*** Records Section Begins ***

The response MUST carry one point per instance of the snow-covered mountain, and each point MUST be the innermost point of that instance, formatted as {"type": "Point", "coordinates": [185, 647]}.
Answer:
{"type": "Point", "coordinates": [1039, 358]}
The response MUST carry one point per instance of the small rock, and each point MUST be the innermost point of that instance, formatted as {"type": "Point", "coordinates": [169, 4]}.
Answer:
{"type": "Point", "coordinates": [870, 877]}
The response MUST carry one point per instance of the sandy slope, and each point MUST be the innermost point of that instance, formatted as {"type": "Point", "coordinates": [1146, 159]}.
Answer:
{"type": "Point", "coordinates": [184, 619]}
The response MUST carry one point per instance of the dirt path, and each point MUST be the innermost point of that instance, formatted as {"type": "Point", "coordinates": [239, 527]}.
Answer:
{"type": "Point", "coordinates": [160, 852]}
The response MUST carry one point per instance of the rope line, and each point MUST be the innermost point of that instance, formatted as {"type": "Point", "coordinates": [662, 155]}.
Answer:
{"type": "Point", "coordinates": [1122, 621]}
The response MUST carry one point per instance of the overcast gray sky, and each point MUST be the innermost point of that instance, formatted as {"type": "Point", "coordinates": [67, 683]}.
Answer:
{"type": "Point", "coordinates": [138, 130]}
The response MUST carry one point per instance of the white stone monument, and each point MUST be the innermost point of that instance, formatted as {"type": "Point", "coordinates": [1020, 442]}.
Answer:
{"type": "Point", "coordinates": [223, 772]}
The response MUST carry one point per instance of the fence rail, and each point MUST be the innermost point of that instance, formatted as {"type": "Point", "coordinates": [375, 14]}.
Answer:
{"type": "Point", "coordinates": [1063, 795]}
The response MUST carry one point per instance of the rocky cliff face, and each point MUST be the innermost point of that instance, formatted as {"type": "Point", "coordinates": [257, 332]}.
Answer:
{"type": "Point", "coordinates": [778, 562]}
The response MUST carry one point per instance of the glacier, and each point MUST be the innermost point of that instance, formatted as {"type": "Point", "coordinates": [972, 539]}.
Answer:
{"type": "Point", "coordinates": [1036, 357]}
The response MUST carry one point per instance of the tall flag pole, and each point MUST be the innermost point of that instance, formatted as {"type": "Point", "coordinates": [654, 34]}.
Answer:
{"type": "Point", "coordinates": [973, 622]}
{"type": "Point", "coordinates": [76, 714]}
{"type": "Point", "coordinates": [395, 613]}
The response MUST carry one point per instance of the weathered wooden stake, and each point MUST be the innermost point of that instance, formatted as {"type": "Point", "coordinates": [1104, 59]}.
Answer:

*** Records Section Ends ***

**Exercise:** A complete, exact copy of the material is the expected answer.

**Answer space:**
The response MUST carry one point per instance of the snow-covered mountain, and each point MUST be the innermost point of that instance, formatted as {"type": "Point", "coordinates": [185, 647]}.
Answer:
{"type": "Point", "coordinates": [1039, 358]}
The response MUST carry one point per instance of the small rock, and each point MUST be the innermost point of that instance, formatted as {"type": "Point", "coordinates": [169, 4]}.
Answer:
{"type": "Point", "coordinates": [870, 877]}
The response MUST carry one point per instance of the sandy slope, and each point MUST be the innermost point of that instance, formatted as {"type": "Point", "coordinates": [1146, 159]}.
Answer:
{"type": "Point", "coordinates": [184, 619]}
The response MUST carry one point per instance of the dirt path, and each point MUST be the innermost point of that instance, formatted as {"type": "Point", "coordinates": [239, 527]}.
Answer:
{"type": "Point", "coordinates": [160, 852]}
The response MUST carry one point per instance of the rope line, and each point MUST be the innermost point of that instance, formatted as {"type": "Point", "coordinates": [662, 155]}.
Answer:
{"type": "Point", "coordinates": [1122, 621]}
The response MUST carry one point per instance of the overcast gray sky, and each point MUST be the innermost point of that instance, formatted as {"type": "Point", "coordinates": [67, 683]}.
Answer:
{"type": "Point", "coordinates": [138, 130]}
The response MUST carry one point per instance of the white stone monument, and each point MUST be the innermost point of that instance, formatted as {"type": "Point", "coordinates": [1020, 442]}.
Answer:
{"type": "Point", "coordinates": [223, 772]}
The response MUST carry one point per instance of the fence rail, and each point MUST be the innermost point of that instance, formatted as {"type": "Point", "coordinates": [375, 14]}.
Answer:
{"type": "Point", "coordinates": [1063, 795]}
The response MUST carry one point per instance of the rocky cliff face, and each point MUST be the innermost point of that instance, formatted as {"type": "Point", "coordinates": [257, 332]}.
Answer:
{"type": "Point", "coordinates": [778, 562]}
The response MUST carry one point per instance of the glacier, and each point MUST be the innermost point of that instance, formatted as {"type": "Point", "coordinates": [972, 539]}.
Answer:
{"type": "Point", "coordinates": [1036, 357]}
The response MUST carry one point per instance of the tall flag pole, and each point MUST be the innermost point of that instance, formatted as {"type": "Point", "coordinates": [654, 34]}.
Answer:
{"type": "Point", "coordinates": [973, 622]}
{"type": "Point", "coordinates": [76, 714]}
{"type": "Point", "coordinates": [395, 613]}
The response MUST carry one point per instance of the weathered wooden stake, and each point MUST be the innermost point of that instance, formatted as {"type": "Point", "coordinates": [1104, 59]}.
Answer:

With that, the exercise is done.